*PROBLEM REQUIREMENTS*. Reproduce the entries from the line containing "Target phrase = beach rocks foreground" through the end of the entries, inclusive, with the requests kept and every x and y point coordinate in the answers shifted by -75. Omit the pictures from the output.

(Rows from a dataset)

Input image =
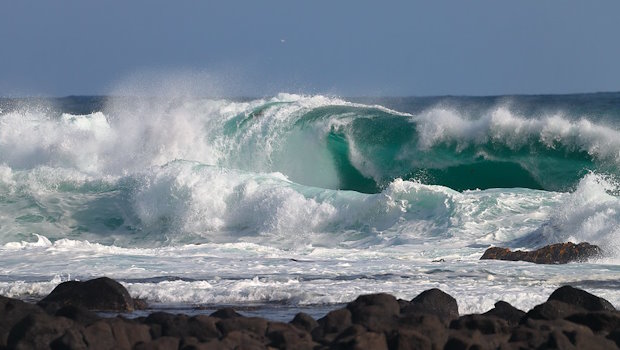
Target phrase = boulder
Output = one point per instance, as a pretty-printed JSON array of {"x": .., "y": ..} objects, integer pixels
[
  {"x": 101, "y": 294},
  {"x": 506, "y": 312},
  {"x": 376, "y": 312},
  {"x": 581, "y": 298},
  {"x": 560, "y": 253},
  {"x": 305, "y": 322},
  {"x": 13, "y": 311},
  {"x": 434, "y": 302}
]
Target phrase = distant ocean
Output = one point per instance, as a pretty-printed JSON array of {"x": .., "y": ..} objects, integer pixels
[{"x": 297, "y": 201}]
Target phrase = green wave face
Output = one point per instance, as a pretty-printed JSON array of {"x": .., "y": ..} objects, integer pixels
[{"x": 364, "y": 148}]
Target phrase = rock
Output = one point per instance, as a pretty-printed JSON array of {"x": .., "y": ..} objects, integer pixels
[
  {"x": 356, "y": 337},
  {"x": 600, "y": 321},
  {"x": 334, "y": 322},
  {"x": 254, "y": 325},
  {"x": 376, "y": 312},
  {"x": 560, "y": 253},
  {"x": 78, "y": 314},
  {"x": 37, "y": 331},
  {"x": 226, "y": 312},
  {"x": 305, "y": 322},
  {"x": 164, "y": 324},
  {"x": 116, "y": 333},
  {"x": 409, "y": 339},
  {"x": 581, "y": 298},
  {"x": 435, "y": 302},
  {"x": 287, "y": 336},
  {"x": 98, "y": 294},
  {"x": 506, "y": 312},
  {"x": 163, "y": 343},
  {"x": 11, "y": 312},
  {"x": 552, "y": 310},
  {"x": 481, "y": 323},
  {"x": 242, "y": 340}
]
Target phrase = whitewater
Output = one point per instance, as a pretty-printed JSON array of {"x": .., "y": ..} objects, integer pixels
[{"x": 303, "y": 201}]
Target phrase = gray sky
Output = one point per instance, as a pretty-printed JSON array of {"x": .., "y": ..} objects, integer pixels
[{"x": 345, "y": 48}]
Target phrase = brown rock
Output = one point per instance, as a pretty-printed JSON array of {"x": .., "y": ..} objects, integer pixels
[
  {"x": 254, "y": 325},
  {"x": 97, "y": 294},
  {"x": 165, "y": 324},
  {"x": 37, "y": 331},
  {"x": 11, "y": 312},
  {"x": 560, "y": 253},
  {"x": 434, "y": 302},
  {"x": 506, "y": 312},
  {"x": 305, "y": 322},
  {"x": 581, "y": 298},
  {"x": 376, "y": 312},
  {"x": 287, "y": 336}
]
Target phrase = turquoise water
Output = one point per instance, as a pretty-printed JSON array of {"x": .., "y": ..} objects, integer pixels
[{"x": 305, "y": 200}]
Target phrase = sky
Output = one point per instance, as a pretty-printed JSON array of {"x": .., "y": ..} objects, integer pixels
[{"x": 345, "y": 48}]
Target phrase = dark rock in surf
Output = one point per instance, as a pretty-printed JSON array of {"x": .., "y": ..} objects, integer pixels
[
  {"x": 434, "y": 302},
  {"x": 581, "y": 298},
  {"x": 560, "y": 253},
  {"x": 506, "y": 312},
  {"x": 101, "y": 294}
]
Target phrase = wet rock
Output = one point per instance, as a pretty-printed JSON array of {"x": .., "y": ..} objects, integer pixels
[
  {"x": 242, "y": 340},
  {"x": 600, "y": 321},
  {"x": 287, "y": 336},
  {"x": 560, "y": 253},
  {"x": 376, "y": 312},
  {"x": 334, "y": 322},
  {"x": 305, "y": 322},
  {"x": 37, "y": 331},
  {"x": 97, "y": 294},
  {"x": 163, "y": 343},
  {"x": 409, "y": 339},
  {"x": 226, "y": 312},
  {"x": 116, "y": 333},
  {"x": 506, "y": 312},
  {"x": 11, "y": 312},
  {"x": 434, "y": 302},
  {"x": 581, "y": 298},
  {"x": 481, "y": 323},
  {"x": 254, "y": 325},
  {"x": 357, "y": 337},
  {"x": 167, "y": 325},
  {"x": 78, "y": 314}
]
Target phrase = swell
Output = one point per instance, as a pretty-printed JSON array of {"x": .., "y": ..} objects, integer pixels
[{"x": 318, "y": 141}]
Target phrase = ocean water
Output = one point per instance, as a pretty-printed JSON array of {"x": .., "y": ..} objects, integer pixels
[{"x": 297, "y": 202}]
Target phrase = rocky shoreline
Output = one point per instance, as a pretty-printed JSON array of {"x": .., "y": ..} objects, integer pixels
[{"x": 66, "y": 319}]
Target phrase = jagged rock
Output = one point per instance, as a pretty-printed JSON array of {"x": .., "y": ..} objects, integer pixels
[
  {"x": 37, "y": 331},
  {"x": 560, "y": 253},
  {"x": 581, "y": 298},
  {"x": 96, "y": 294},
  {"x": 600, "y": 321},
  {"x": 305, "y": 322},
  {"x": 484, "y": 324},
  {"x": 357, "y": 337},
  {"x": 164, "y": 324},
  {"x": 11, "y": 312},
  {"x": 434, "y": 302},
  {"x": 506, "y": 312},
  {"x": 287, "y": 336},
  {"x": 376, "y": 312},
  {"x": 254, "y": 325},
  {"x": 78, "y": 314},
  {"x": 333, "y": 323},
  {"x": 226, "y": 312}
]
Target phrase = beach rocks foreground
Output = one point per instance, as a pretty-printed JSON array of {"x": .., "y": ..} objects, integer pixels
[
  {"x": 560, "y": 253},
  {"x": 570, "y": 319}
]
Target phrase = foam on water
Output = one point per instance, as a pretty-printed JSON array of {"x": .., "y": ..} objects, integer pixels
[{"x": 302, "y": 200}]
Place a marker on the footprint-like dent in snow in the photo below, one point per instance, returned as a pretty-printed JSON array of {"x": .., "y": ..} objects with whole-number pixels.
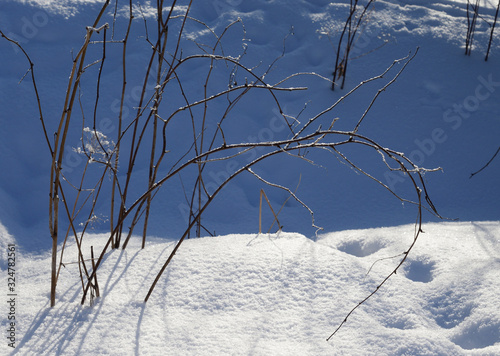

*RESPONSE*.
Target phrase = beach rocks foreground
Output = one point per instance, as a pretty-printed JSON array of {"x": .., "y": ..} objects, integer pixels
[
  {"x": 485, "y": 178},
  {"x": 495, "y": 244}
]
Target phrase = foam on water
Output = one point per instance, as a pretty-printed JSON array of {"x": .., "y": ..} objects, integer pixels
[{"x": 227, "y": 125}]
Place a marker on the footprint-like dent in snow in the photo below, one point per instance, returned as a pretty-printed JSON array of {"x": .., "y": ..} objects with whole-number pixels.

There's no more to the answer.